EXCERPT

(begin)

Battle of Gopanto
| Date | 1588 |
| Location | Near Gopanto, Imereti |
| Result | Kartlian victory |

Belligerents
- Kingdom of Imereti: Kingdom of Kartli

Commanders and leaders
- Levan of Imereti: Simon I of Kartli

= Battle of Gopanto =

The Battle of Gopanto (გოფანთოს ბრძოლა) took place in 1588 between the forces of King Simon I of Kartli and King Levan of Imereti near the village of Gopanto.

== Battle ==
In the 16th century, the western Georgian kingdom of Imereti was weakened by internecine struggles among its nobility, while Simon I of Kartli sought to consolidate Georgian resistance against the Ottoman Empire. Taking advantage of the political fragmentation in Imereti, Simon—supported by certain Imeretian nobles—launched a campaign into western Georgia. The opposing armies met near the village of Gopanto, where Simon’s forces decisively defeated Levan’s army.

(end)

Excerpt from a dataset
(begin)

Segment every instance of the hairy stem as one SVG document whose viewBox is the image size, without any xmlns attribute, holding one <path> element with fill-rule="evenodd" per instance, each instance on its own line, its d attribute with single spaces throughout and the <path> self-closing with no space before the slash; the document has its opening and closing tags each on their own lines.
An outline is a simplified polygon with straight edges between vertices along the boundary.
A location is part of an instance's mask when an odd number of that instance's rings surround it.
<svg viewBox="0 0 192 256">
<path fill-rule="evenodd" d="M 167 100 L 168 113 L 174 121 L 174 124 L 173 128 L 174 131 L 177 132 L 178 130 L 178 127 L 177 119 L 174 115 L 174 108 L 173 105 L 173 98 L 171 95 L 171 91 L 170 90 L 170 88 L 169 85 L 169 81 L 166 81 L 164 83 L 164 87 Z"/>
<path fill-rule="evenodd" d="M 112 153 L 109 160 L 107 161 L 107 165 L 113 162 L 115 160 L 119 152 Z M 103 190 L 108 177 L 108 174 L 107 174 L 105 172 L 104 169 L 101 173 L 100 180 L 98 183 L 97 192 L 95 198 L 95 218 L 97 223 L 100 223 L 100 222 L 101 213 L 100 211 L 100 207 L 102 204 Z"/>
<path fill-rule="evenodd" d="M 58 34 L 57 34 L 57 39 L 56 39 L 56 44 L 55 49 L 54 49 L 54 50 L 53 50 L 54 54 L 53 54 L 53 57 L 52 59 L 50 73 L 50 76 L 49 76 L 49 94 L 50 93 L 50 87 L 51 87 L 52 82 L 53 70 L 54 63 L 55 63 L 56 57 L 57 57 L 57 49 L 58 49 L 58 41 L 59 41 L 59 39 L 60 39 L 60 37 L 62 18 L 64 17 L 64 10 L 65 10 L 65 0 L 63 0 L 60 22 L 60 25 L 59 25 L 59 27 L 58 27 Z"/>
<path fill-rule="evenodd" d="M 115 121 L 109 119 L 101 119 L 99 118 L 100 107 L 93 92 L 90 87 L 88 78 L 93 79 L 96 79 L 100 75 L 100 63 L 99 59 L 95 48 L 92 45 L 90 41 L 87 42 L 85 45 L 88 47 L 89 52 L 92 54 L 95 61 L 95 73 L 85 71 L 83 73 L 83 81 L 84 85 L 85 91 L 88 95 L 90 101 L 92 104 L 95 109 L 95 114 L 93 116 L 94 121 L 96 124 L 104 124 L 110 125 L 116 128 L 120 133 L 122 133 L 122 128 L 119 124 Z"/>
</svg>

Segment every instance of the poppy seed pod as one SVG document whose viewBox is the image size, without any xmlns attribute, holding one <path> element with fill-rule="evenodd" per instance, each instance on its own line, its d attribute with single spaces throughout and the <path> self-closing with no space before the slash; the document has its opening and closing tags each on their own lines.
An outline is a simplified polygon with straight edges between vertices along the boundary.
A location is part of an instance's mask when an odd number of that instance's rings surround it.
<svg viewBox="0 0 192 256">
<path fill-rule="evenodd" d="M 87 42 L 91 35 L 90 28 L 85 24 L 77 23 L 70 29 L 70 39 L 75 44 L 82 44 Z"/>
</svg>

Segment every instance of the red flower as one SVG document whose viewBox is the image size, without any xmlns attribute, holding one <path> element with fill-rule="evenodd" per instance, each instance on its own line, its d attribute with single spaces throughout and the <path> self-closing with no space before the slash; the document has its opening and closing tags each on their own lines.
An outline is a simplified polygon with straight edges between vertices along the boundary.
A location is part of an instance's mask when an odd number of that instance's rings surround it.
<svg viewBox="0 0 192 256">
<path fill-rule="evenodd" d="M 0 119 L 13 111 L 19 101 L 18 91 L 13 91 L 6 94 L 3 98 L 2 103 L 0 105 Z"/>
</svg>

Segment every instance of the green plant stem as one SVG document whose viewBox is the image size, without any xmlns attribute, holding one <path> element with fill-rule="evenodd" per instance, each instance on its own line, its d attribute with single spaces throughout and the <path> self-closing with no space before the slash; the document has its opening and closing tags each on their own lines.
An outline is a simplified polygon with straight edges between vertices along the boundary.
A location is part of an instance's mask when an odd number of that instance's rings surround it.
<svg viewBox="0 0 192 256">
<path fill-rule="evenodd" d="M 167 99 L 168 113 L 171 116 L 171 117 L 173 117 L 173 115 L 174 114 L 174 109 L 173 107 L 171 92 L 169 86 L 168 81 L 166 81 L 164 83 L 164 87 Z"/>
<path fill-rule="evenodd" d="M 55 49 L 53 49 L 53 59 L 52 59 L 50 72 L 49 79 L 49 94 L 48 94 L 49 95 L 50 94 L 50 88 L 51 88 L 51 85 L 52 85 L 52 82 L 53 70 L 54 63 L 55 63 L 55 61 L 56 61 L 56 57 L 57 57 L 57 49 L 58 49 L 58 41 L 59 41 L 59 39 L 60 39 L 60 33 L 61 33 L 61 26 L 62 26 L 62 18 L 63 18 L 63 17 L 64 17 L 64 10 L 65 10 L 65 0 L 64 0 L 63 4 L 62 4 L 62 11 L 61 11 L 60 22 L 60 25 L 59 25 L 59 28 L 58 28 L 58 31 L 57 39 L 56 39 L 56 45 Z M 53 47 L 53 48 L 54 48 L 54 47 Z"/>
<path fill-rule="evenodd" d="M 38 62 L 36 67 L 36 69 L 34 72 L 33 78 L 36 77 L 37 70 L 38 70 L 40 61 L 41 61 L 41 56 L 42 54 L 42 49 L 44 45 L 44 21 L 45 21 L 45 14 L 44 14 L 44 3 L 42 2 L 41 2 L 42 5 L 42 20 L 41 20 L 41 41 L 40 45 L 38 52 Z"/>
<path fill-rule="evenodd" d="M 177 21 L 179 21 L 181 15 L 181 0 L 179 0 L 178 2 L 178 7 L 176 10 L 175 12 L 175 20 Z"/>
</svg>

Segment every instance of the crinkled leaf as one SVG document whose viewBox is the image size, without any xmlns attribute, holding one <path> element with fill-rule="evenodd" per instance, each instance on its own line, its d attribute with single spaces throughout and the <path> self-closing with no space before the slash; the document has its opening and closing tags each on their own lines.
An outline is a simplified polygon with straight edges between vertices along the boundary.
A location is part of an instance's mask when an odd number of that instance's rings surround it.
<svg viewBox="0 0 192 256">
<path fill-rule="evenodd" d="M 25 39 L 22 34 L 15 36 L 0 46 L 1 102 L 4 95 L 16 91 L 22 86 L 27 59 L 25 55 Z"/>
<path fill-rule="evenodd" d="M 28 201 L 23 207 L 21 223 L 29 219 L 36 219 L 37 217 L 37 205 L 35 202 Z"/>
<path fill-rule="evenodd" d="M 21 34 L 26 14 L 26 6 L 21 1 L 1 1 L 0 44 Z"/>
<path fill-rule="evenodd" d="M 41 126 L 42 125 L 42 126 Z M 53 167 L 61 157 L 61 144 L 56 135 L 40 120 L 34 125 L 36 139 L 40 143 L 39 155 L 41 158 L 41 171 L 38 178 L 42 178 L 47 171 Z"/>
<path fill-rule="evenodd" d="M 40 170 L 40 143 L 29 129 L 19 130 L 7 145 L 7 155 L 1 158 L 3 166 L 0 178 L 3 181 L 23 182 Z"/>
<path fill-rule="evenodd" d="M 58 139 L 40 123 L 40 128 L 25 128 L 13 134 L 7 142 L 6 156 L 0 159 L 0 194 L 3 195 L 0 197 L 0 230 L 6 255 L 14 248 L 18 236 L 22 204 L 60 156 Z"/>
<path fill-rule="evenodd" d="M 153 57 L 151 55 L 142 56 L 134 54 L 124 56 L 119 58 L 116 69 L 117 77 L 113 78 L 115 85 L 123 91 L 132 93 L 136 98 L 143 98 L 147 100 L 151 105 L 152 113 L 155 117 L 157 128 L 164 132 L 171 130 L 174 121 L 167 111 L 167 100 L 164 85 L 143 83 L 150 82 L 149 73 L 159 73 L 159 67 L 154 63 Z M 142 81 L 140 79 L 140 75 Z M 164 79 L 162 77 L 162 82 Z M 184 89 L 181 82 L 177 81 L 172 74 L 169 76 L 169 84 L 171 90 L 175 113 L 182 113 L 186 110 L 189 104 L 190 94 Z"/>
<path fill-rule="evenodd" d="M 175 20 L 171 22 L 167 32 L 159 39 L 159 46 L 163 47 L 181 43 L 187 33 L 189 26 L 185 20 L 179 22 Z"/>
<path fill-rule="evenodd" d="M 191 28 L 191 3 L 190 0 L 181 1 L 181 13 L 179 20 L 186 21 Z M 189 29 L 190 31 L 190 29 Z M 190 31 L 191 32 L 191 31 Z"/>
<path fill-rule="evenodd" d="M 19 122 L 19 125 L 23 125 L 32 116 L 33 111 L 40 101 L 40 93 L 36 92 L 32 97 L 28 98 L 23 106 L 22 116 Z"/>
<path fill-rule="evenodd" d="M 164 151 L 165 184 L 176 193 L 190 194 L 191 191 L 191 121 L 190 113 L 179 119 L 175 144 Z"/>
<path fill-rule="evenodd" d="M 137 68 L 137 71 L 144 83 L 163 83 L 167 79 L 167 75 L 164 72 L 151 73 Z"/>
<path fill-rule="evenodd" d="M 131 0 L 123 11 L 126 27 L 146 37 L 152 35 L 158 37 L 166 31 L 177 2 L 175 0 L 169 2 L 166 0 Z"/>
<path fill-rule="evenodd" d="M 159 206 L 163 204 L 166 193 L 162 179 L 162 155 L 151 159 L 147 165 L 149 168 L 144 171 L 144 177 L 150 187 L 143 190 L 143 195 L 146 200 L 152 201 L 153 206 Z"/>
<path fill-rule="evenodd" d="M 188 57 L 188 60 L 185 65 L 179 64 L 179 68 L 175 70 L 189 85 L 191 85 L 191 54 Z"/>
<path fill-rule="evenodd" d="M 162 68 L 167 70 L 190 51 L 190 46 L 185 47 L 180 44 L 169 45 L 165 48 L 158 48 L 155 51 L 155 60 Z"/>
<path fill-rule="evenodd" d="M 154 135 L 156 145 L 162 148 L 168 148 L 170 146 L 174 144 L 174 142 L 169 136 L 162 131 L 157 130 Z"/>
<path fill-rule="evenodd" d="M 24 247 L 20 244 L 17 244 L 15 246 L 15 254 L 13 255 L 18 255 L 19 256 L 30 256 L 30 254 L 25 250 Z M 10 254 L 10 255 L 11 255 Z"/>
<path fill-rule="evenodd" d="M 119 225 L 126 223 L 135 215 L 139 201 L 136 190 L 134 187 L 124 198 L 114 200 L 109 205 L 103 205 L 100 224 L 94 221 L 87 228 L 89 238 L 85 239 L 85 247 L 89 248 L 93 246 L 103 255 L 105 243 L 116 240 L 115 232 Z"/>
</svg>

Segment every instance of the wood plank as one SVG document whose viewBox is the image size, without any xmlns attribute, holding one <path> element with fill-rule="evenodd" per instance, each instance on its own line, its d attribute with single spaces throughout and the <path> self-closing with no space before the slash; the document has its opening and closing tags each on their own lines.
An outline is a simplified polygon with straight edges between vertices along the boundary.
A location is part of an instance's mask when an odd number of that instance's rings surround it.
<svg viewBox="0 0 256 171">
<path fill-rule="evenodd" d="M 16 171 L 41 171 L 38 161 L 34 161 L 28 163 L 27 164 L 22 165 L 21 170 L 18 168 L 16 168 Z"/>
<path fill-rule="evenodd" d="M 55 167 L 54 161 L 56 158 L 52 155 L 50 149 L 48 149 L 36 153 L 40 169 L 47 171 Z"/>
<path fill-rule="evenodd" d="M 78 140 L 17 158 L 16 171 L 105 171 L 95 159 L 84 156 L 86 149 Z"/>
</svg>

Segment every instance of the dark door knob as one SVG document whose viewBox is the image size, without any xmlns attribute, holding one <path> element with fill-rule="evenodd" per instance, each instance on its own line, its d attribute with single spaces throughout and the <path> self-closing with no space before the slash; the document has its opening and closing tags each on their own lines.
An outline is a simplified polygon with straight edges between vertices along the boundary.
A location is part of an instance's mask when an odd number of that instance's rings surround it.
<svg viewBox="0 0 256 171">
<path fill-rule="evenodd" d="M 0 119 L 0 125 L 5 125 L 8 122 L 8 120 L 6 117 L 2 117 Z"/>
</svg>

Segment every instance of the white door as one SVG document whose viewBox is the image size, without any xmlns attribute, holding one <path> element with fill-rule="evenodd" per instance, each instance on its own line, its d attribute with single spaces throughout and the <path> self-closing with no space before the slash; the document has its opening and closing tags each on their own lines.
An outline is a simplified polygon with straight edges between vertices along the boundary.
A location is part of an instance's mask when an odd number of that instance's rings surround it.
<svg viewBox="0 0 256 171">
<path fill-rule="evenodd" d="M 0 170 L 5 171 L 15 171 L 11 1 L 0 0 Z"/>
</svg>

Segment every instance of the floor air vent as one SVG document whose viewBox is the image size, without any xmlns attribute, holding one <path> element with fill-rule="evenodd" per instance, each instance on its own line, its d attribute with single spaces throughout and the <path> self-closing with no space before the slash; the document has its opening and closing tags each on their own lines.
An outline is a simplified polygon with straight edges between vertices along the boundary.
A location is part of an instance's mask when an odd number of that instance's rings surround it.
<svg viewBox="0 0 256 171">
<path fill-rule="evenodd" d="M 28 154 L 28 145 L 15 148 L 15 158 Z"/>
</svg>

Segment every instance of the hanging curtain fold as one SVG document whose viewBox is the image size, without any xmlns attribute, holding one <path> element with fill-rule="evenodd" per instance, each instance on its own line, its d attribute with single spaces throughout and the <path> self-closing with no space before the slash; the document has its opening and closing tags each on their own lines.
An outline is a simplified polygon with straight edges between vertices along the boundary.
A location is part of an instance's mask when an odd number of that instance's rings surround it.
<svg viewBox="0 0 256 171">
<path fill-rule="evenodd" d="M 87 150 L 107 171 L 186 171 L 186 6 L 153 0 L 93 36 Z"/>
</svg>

(end)

TO DO
Pick up the Battle of Gopanto article where it stops and continue it from after its last sentence.

WRITTEN ANSWER
Following the victory, Simon captured Kutaisi, the Imeretian capital, and proclaimed the union of the kingdoms of Kartli and Imereti under his rule. However, his control proved temporary. Pressed by renewed Ottoman threats to Kartli, Simon soon withdrew eastward, allowing Levan to return from his refuge in Lechkhumi and reclaim his throne.

Levan’s restoration was brief. In 1590, Mamia IV Dadiani, prince of Mingrelia, turned against him, captured Kutaisi, and imprisoned Levan in Shkhepi Castle, where he later died. The short-lived union of Kartli and Imereti thus collapsed, and Simon’s western campaign ultimately failed to achieve lasting unification of the Georgian realms.

== Bibliography ==
- Rayfield, Donald (2012). "Edge of Empires, a History of Georgia"
- Mikaberidze, Alexander (2015). "Historical Dictionary of Georgia"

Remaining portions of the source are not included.